- [Excerpt provided]

Evidence from a 1990 General Accounting Office (GAO) study showed that many mammography providers lacked adequate quality assurance programs. From June 20 to 22, 1990, NBC Nightly News correspondent Michelle Gillen presented a three-part series on the quality problems of mammography. In 1992, hearings held by the Senate Committee on Labor and Human Resources found numerous quality issues in the field of mammography.

Congress enacted the MQSA on October 7, 1992. Responsibility for implementing MQSA was delegated to the FDA by the Secretary of the U.S. Department of Health and Human Services (DHHS) on June 2, 1993. The act became effective October 1, 1994, and requires all mammography facilities to meet quality standards as promulgated by the Food and Drug Administration (FDA). The FDA published interim regulations on December 21, 1993, as a mechanism for accrediting and certifying of facilities by October 1, 1994.

The FDA found 10,142 certified facilities operating as of December 15, 1994. During the first year of MQSA, 26 percent of facilities had significant violations, while 10 percent did on the second round of inspections. On October 28, 1997, the FDA published a set of comprehensive final regulations, which become effective on April 28, 1999, guiding the accreditation process. They accredited and certified 10,161 mammography facilities as of December 31, 1997.

A 1998 estimate concluded that inspections cost each facility $1,549 annually and the average cost to reach compliance with MQSA was $18,000. Costs of meeting the interim regulations, including staff training, equipment upgrades, enhancement of quality assurance programs, and improved notification of examination results to patients, was estimated to be $24 million annually. The additional cost of facility compliance with the 1997 regulations increased this figure to $62 million annually.

The number of certified facilities operating on December 31, 1997, was about 4 percent less than prior to when MQSA went into effect on October 1, 1994. Of the 369 closures just prior to October 1, 113 could be directly attributed to MQSA.

On November 9, 1997, the Senate passed S. 537, "The Mammography Quality Standards Reauthorization Act," by unanimous consent, to reauthorize MQSA for another five years.

- [Given data]
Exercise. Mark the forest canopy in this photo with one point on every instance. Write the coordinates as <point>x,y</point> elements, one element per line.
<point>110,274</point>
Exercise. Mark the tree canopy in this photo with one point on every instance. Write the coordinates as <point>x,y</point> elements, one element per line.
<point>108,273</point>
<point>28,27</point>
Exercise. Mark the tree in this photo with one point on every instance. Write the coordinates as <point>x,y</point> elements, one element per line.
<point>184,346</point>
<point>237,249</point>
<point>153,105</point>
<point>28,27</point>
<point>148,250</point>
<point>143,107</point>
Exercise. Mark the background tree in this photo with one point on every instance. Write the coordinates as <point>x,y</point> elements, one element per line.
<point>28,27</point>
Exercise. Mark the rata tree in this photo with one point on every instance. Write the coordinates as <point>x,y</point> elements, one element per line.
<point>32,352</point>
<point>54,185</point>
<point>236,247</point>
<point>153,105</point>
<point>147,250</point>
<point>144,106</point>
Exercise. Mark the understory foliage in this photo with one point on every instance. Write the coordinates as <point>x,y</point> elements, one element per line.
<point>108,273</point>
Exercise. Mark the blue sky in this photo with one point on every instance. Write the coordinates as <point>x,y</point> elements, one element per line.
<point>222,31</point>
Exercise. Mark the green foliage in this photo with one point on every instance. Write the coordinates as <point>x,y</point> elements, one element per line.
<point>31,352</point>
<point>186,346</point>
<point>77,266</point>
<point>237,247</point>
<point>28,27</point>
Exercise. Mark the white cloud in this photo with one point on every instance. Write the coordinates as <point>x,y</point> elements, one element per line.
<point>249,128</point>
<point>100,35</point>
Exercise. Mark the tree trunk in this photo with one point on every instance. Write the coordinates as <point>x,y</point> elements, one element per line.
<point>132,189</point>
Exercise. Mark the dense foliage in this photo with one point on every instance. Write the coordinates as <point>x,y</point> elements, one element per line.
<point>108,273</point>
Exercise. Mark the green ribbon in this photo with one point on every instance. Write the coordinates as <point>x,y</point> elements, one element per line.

- [Work order] Write what comes next in the history of the Mammography Quality Standards Act, starting right after its final sentence about the Senate passing S. 537.

- [Answer area]
==Accrediting bodies==
MQSA requires facilities to "be accredited by an FDA-approved accreditation body." Currently the only nationally-approved body is the American College of Radiology (ACR).

State-level alternatives to the ACR are the Arkansas Department of Health, Iowa Department of Public Health, and Texas Department of State Health Services.

==Effects on patients==
MQSA is intended to maintain high quality mammography in the United States and its territories. Changes in the final regulations directly affecting regular patients include:

- Mammography facilities are required to provide patients with written results of their mammograms in language that is easy to understand. Also known as a "lay report."
- A consumer complaint mechanism is required to be established in mammography facilities to provide patients with a process for addressing their concerns.
- Patients can obtain their original mammograms, not copies, when they are needed.
- For cases in which a facility’s mammograms are determined to be substandard and a risk to public health, facilities will notify the patients and their doctors and suggest an appropriate plan of action.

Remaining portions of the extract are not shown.